PROBLEM TO WORK ON
The data must be returned in full and exactly as given.

* START MATERIAL PROVIDED *

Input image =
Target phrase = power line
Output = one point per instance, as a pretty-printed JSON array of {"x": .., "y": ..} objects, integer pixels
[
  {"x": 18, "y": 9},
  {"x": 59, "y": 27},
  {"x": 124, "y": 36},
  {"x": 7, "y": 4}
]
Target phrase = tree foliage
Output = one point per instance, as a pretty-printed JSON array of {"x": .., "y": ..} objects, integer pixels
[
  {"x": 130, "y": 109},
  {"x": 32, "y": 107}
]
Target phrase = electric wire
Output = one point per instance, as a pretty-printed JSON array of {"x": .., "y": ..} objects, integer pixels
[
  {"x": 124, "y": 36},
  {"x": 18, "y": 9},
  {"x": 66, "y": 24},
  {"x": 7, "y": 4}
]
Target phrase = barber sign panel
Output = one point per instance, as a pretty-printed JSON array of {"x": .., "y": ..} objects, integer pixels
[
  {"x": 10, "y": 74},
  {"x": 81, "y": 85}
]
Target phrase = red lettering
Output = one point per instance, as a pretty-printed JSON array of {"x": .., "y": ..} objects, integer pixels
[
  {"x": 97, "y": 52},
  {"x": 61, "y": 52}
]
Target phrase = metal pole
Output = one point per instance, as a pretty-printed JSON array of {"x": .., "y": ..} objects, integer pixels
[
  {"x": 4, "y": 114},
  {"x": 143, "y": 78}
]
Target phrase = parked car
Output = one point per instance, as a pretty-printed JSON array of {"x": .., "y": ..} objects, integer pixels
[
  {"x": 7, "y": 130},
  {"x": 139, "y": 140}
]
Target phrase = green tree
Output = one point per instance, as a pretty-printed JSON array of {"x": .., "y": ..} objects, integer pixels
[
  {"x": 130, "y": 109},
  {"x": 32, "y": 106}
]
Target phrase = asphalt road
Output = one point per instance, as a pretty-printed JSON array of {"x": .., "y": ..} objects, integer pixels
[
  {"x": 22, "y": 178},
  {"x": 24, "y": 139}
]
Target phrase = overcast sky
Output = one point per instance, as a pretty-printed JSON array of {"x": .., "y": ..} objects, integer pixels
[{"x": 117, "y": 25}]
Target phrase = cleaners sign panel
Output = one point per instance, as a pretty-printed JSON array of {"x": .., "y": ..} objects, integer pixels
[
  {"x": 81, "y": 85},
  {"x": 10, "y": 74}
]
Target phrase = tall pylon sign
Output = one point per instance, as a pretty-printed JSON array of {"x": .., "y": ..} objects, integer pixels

* END MATERIAL PROVIDED *

FINAL RESULT
Input image =
Target phrase = power line
Output = one point per instance, as a pretty-printed JSON array of {"x": .., "y": ..} objects, integer pixels
[
  {"x": 18, "y": 9},
  {"x": 59, "y": 27},
  {"x": 124, "y": 36},
  {"x": 7, "y": 4}
]
Target phrase = tree foliage
Output = one point per instance, as a pretty-printed JSON array of {"x": .., "y": ..} objects, integer pixels
[
  {"x": 130, "y": 109},
  {"x": 32, "y": 107}
]
Target phrase = electric wire
Output = one point per instance, as a pretty-printed JSON array of {"x": .., "y": ..} objects, integer pixels
[
  {"x": 124, "y": 36},
  {"x": 18, "y": 9},
  {"x": 66, "y": 24},
  {"x": 7, "y": 4}
]
Target phrase = barber sign panel
Output = one point per instance, as a pretty-printed JSON array of {"x": .., "y": ..} objects, integer pixels
[
  {"x": 10, "y": 74},
  {"x": 81, "y": 85}
]
Target phrase = red lettering
Output = one point per instance, as a pretty-printed JSON array of {"x": .., "y": ..} objects, integer pixels
[
  {"x": 97, "y": 52},
  {"x": 61, "y": 52}
]
Target phrase = metal pole
Output = one point per instance, as a pretty-printed JSON array of {"x": .., "y": ..} objects, integer pixels
[
  {"x": 4, "y": 114},
  {"x": 143, "y": 78}
]
Target phrase = parked car
Output = one point per instance, as a pretty-printed JSON array of {"x": .., "y": ..} objects, integer pixels
[
  {"x": 7, "y": 130},
  {"x": 139, "y": 140}
]
Target phrase = green tree
Output = one point per instance, as a pretty-printed JSON array of {"x": .., "y": ..} objects, integer pixels
[
  {"x": 130, "y": 109},
  {"x": 32, "y": 106}
]
Target phrase = asphalt road
Output = one point per instance, as a pretty-printed JSON array of {"x": .., "y": ..} objects, integer pixels
[
  {"x": 22, "y": 178},
  {"x": 24, "y": 139}
]
Target phrase = overcast sky
Output = one point per instance, as a pretty-printed JSON array of {"x": .., "y": ..} objects, integer pixels
[{"x": 117, "y": 25}]
Target phrase = cleaners sign panel
Output = one point per instance, as a pretty-printed JSON array of {"x": .., "y": ..} objects, integer pixels
[
  {"x": 81, "y": 85},
  {"x": 10, "y": 74}
]
Target phrase = tall pylon sign
Output = one point per instance, as a pretty-printed JSON array of {"x": .., "y": ..} objects, integer pixels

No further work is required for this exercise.